探索将20w数据插入1000w+的表中
问题:有一个1000w+数据的出库单表,这个表有两个字段,分别是主键id和订单号,现在在Java的list集合中有20w条待入库的数据,这些数据的订单号可能会跟数据库中的数据有重复。现在需要以最快的速度将这20w数据插入数据库中。
1.准备:用Docker启动一个mysql容器,cpu限制为1,内存限制为1024MB。
version: '3'
services:
db:
image: mysql:8.0
restart: always
environment:
MYSQL_ROOT_PASSWORD: ${MYSQL_ROOT_PASSWORD}
MYSQL_COLLATION_SERVER: utf8mb4_unicode_ci
MYSQL_CHARACTER_SET_SERVER: utf8mb4
ports:
- "3306:3306"
volumes:
- db_data:/var/lib/mysql
deploy:
resources:
limits:
cpus: '1' # 限制 CPU 使用为 1 个核心
memory: 1024M # 限制内存使用为 1024MB
volumes:
db_data:2.建库建表,建一个出库单表用来演示
要求订单号不能重复,所以这里对order_no字段建了唯一索引
CREATE TABLE `stock_out_order` (
`id` bigint NOT NULL COMMENT 'id',
`order_no` varchar(32) CHARACTER SET utf8mb4 COLLATE utf8mb4_unicode_ci DEFAULT NULL COMMENT '订单编号',
PRIMARY KEY (`id`),
UNIQUE KEY `uk_order_no` (`order_no`) USING BTREE
) ENGINE=InnoDB DEFAULT CHARSET=utf8mb4 COLLATE=utf8mb4_unicode_ci;3.伪代码演示
基于20w数据,我们不会一次性插入,也不会一条条插入,我这里是准备以1000条为一组做批量插入,同时为了提高性能,使用了并发线程同时插入。
mybatis的批量是代码循环插入,要自己写一个
<insert id="saveBatch2" parameterType="java.util.List">
insert into stock_out_order (id,order_no) values
<foreach collection="list" item="item" separator=",">
(#{item.id},#{item.orderNo})

给定材料:
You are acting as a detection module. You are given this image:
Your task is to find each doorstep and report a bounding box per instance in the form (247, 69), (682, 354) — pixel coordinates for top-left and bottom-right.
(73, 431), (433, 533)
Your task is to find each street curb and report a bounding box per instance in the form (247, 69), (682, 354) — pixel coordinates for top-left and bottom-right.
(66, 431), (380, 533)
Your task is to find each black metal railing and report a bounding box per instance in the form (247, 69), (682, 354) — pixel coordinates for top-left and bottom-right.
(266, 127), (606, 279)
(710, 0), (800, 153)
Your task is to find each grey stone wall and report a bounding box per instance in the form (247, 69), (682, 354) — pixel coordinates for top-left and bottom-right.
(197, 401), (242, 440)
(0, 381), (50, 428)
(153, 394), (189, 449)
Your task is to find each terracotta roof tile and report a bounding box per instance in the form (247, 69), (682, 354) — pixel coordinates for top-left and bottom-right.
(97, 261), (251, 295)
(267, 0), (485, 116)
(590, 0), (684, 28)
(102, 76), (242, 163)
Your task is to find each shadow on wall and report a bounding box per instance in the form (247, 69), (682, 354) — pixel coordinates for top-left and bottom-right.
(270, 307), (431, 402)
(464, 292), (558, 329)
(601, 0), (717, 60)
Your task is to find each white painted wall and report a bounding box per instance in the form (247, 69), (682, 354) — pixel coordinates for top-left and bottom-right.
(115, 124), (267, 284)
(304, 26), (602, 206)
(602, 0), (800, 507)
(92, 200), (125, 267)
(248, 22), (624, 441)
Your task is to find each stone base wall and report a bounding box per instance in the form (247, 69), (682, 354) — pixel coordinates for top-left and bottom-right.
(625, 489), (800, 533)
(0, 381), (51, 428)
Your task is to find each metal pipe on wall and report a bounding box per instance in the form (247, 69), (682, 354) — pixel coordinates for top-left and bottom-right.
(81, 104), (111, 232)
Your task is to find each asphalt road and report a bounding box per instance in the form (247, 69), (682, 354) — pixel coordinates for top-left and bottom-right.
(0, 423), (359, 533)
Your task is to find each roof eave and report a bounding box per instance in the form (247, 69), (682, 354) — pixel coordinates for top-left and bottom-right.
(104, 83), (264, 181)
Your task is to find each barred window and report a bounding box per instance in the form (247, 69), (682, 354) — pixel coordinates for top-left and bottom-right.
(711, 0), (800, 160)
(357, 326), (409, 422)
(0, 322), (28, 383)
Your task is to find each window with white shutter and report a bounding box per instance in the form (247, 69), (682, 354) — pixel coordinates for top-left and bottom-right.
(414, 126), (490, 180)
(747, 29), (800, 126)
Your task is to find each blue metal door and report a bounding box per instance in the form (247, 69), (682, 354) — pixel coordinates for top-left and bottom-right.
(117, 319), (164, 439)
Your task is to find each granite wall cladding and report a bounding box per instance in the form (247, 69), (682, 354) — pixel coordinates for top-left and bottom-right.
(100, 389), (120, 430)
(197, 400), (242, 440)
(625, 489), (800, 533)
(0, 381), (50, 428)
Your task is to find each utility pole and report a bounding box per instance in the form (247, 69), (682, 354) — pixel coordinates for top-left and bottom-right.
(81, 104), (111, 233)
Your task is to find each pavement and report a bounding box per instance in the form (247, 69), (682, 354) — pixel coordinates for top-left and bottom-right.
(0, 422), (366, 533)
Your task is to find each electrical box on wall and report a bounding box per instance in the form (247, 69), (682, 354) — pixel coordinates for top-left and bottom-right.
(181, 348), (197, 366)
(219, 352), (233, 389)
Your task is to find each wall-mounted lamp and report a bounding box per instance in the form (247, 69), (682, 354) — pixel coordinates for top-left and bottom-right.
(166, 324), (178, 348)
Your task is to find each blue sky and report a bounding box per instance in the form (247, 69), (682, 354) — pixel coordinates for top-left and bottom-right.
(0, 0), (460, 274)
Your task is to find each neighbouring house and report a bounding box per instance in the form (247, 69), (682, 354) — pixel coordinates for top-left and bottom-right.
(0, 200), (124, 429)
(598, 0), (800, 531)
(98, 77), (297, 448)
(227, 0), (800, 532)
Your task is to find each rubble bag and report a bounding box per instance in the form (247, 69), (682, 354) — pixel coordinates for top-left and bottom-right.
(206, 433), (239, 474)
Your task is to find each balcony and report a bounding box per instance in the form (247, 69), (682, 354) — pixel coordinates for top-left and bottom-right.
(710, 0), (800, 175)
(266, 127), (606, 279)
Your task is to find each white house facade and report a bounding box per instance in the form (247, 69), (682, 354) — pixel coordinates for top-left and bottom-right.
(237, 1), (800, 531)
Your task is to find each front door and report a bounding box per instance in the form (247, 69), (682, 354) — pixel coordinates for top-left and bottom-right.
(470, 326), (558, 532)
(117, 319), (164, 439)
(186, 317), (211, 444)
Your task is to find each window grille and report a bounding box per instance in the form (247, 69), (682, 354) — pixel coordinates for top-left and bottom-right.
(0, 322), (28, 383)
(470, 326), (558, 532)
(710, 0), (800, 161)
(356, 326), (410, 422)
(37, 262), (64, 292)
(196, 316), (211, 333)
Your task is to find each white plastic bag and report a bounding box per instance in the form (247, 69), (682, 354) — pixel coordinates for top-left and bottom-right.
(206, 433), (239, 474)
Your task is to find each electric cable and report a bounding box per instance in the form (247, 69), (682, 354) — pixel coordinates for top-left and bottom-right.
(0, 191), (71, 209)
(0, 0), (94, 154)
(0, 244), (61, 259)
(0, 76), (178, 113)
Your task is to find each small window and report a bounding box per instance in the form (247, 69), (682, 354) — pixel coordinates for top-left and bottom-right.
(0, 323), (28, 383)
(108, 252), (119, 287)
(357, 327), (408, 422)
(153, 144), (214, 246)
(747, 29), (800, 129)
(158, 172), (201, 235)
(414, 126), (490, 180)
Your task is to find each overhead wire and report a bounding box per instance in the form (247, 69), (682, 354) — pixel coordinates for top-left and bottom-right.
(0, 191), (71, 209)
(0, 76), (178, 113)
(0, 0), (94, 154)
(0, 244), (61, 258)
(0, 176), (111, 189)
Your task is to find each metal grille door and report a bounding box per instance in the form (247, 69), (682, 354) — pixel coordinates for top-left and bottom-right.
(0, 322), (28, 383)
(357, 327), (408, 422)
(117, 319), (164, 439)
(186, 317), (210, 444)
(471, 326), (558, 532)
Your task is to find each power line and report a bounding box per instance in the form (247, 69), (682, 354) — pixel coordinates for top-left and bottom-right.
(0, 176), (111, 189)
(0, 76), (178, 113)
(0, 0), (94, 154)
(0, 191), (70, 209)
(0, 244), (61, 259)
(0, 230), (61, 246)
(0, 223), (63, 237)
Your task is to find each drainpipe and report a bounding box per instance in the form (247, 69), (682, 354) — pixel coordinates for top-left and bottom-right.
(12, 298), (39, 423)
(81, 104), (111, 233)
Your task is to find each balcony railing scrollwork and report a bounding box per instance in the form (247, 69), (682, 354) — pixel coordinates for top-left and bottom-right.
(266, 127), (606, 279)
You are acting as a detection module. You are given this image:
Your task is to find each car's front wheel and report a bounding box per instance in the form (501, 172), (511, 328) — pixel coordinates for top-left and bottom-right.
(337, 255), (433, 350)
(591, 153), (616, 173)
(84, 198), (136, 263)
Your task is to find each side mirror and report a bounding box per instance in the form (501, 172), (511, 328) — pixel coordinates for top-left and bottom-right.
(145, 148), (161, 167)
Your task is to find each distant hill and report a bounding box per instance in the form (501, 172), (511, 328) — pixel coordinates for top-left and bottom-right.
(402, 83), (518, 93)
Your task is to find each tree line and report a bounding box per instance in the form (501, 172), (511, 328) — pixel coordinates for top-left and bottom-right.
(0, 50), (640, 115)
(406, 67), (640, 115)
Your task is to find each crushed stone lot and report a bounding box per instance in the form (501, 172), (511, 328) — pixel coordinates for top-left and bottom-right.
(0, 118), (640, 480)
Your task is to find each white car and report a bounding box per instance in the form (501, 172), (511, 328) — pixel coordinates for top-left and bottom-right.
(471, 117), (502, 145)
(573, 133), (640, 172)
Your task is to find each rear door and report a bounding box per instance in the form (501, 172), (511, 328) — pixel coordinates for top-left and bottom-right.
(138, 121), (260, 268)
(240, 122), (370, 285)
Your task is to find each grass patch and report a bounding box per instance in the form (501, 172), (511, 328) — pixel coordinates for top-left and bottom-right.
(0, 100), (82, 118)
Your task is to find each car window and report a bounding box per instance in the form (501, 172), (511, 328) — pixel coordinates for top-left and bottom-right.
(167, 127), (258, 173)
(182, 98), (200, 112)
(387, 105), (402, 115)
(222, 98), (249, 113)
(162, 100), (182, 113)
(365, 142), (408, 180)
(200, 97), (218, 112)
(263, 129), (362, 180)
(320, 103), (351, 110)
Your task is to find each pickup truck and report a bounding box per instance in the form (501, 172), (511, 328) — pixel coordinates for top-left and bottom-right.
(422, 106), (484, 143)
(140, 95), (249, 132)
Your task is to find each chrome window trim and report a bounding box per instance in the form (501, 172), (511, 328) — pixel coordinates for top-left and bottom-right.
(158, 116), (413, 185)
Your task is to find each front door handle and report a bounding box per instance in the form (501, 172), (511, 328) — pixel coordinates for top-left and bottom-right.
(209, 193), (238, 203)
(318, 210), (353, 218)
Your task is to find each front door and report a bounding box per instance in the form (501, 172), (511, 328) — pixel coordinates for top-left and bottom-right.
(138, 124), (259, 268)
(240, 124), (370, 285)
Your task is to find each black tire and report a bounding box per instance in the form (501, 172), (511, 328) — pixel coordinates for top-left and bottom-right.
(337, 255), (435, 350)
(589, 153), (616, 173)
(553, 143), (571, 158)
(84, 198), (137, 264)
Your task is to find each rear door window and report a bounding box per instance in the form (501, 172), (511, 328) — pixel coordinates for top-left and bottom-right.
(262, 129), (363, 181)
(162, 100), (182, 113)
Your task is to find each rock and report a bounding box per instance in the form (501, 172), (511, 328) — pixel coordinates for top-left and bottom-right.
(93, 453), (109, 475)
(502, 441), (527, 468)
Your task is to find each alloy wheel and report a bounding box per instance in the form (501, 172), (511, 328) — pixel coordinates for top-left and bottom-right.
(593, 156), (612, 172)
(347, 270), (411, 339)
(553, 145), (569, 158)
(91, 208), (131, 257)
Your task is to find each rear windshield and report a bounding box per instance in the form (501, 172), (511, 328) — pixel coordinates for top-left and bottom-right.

任务:
请将上方讲述向千万级数据表插入二十万条数据的文本片段逐字完整输出，不作任何改动。

本题答案:
探索将20w数据插入1000w+的表中
问题:有一个1000w+数据的出库单表,这个表有两个字段,分别是主键id和订单号,现在在Java的list集合中有20w条待入库的数据,这些数据的订单号可能会跟数据库中的数据有重复。现在需要以最快的速度将这20w数据插入数据库中。
1.准备:用Docker启动一个mysql容器,cpu限制为1,内存限制为1024MB。
version: '3'
services:
db:
image: mysql:8.0
restart: always
environment:
MYSQL_ROOT_PASSWORD: ${MYSQL_ROOT_PASSWORD}
MYSQL_COLLATION_SERVER: utf8mb4_unicode_ci
MYSQL_CHARACTER_SET_SERVER: utf8mb4
ports:
- "3306:3306"
volumes:
- db_data:/var/lib/mysql
deploy:
resources:
limits:
cpus: '1' # 限制 CPU 使用为 1 个核心
memory: 1024M # 限制内存使用为 1024MB
volumes:
db_data:2.建库建表,建一个出库单表用来演示
要求订单号不能重复,所以这里对order_no字段建了唯一索引
CREATE TABLE `stock_out_order` (
`id` bigint NOT NULL COMMENT 'id',
`order_no` varchar(32) CHARACTER SET utf8mb4 COLLATE utf8mb4_unicode_ci DEFAULT NULL COMMENT '订单编号',
PRIMARY KEY (`id`),
UNIQUE KEY `uk_order_no` (`order_no`) USING BTREE
) ENGINE=InnoDB DEFAULT CHARSET=utf8mb4 COLLATE=utf8mb4_unicode_ci;3.伪代码演示
基于20w数据,我们不会一次性插入,也不会一条条插入,我这里是准备以1000条为一组做批量插入,同时为了提高性能,使用了并发线程同时插入。
mybatis的批量是代码循环插入,要自己写一个
<insert id="saveBatch2" parameterType="java.util.List">
insert into stock_out_order (id,order_no) values
<foreach collection="list" item="item" separator=",">
(#{item.id},#{item.orderNo})